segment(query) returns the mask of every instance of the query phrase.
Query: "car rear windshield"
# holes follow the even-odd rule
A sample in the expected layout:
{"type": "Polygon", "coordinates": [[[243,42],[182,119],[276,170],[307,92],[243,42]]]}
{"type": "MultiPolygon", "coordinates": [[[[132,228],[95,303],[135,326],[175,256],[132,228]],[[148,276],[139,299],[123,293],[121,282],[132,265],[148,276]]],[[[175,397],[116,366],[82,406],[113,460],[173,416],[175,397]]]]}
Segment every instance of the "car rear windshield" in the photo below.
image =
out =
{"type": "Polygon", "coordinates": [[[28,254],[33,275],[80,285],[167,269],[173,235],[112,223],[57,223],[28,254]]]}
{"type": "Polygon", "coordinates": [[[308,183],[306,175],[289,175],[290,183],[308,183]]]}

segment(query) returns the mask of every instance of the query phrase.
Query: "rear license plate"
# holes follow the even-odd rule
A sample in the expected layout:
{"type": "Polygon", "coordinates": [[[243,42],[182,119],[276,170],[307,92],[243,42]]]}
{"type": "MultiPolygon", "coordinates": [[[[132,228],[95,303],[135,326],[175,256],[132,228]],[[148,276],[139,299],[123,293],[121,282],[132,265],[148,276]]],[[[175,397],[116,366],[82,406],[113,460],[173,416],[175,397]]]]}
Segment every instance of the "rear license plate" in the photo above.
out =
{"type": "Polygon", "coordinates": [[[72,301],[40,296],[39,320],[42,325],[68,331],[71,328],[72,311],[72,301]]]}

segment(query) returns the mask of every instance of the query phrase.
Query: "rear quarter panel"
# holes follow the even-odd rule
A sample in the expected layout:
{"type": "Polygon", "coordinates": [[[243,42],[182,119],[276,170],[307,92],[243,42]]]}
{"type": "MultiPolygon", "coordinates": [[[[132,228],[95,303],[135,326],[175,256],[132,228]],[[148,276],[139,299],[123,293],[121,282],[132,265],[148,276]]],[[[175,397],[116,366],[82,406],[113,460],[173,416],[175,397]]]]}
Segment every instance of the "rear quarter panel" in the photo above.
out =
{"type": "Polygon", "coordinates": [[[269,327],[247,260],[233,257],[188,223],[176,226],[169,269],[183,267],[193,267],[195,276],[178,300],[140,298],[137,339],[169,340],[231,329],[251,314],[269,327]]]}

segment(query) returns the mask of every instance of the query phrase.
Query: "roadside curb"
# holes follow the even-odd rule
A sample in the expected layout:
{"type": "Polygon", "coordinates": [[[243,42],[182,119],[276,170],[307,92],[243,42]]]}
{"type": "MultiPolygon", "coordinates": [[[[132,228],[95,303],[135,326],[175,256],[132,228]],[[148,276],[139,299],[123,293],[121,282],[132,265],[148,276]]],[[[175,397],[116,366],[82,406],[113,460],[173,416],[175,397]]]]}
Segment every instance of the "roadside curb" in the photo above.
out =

# # # #

Task description
From the records above, extract each line exactly as shown.

Response to this exercise
segment(query) returns the mask of every instance of the query phrase.
Query: "car rear windshield"
# holes follow the even-odd rule
A sample in the expected layout:
{"type": "Polygon", "coordinates": [[[243,42],[182,119],[276,170],[307,92],[243,42]]]}
{"type": "MultiPolygon", "coordinates": [[[[132,228],[95,303],[135,326],[175,256],[132,228]],[[148,276],[139,299],[123,293],[121,282],[132,265],[148,276]]],[[[175,397],[116,366],[82,406],[113,460],[173,416],[175,397]]]]}
Segment every instance of the "car rear windshield" in the photo below.
image =
out =
{"type": "Polygon", "coordinates": [[[28,254],[33,275],[80,285],[167,269],[173,235],[112,223],[57,223],[28,254]]]}
{"type": "Polygon", "coordinates": [[[308,183],[306,175],[289,175],[290,183],[308,183]]]}

segment(query) returns the mask of every instance of the query phrase.
Query: "rear license plate"
# holes follow the even-odd rule
A sample in the expected layout:
{"type": "Polygon", "coordinates": [[[243,42],[182,119],[276,170],[307,92],[243,42]]]}
{"type": "MultiPolygon", "coordinates": [[[[132,228],[95,303],[135,326],[175,256],[132,228]],[[148,276],[139,299],[123,293],[121,282],[132,265],[148,276]]],[[[175,397],[116,366],[82,406],[113,460],[173,416],[175,397]]]]}
Segment every instance of the "rear license plate" in the photo above.
out =
{"type": "Polygon", "coordinates": [[[72,301],[40,296],[39,320],[42,325],[68,331],[71,328],[72,311],[72,301]]]}

segment(query) returns the mask of every instance of the query phrase.
Query: "rear quarter panel"
# holes follow the even-odd rule
A sample in the expected layout:
{"type": "Polygon", "coordinates": [[[243,42],[182,119],[276,170],[307,92],[243,42]]]}
{"type": "MultiPolygon", "coordinates": [[[[132,228],[95,303],[135,326],[175,256],[132,228]],[[148,276],[139,299],[123,293],[121,282],[132,265],[148,276]]],[[[175,397],[116,366],[82,406],[113,460],[173,416],[175,397]]]]}
Segment every instance of the "rear quarter panel" in the photo above.
out =
{"type": "Polygon", "coordinates": [[[269,327],[247,260],[233,257],[188,223],[176,226],[169,269],[183,267],[193,267],[195,276],[178,300],[140,298],[137,339],[169,340],[231,329],[251,314],[269,327]]]}

segment(query) returns the mask of every instance of the query phrase.
Query: "roadside curb"
# holes follow the even-odd rule
A sample in the expected layout:
{"type": "Polygon", "coordinates": [[[243,42],[182,119],[276,170],[307,92],[243,42]]]}
{"type": "MultiPolygon", "coordinates": [[[[132,228],[95,303],[135,326],[175,256],[132,228]],[[148,276],[139,299],[123,293],[121,282],[132,265],[148,276]]],[[[175,397],[116,366],[82,406],[113,460],[173,416],[175,397]]]]}
Segment every instance of the "roadside curb" in the photo above.
out =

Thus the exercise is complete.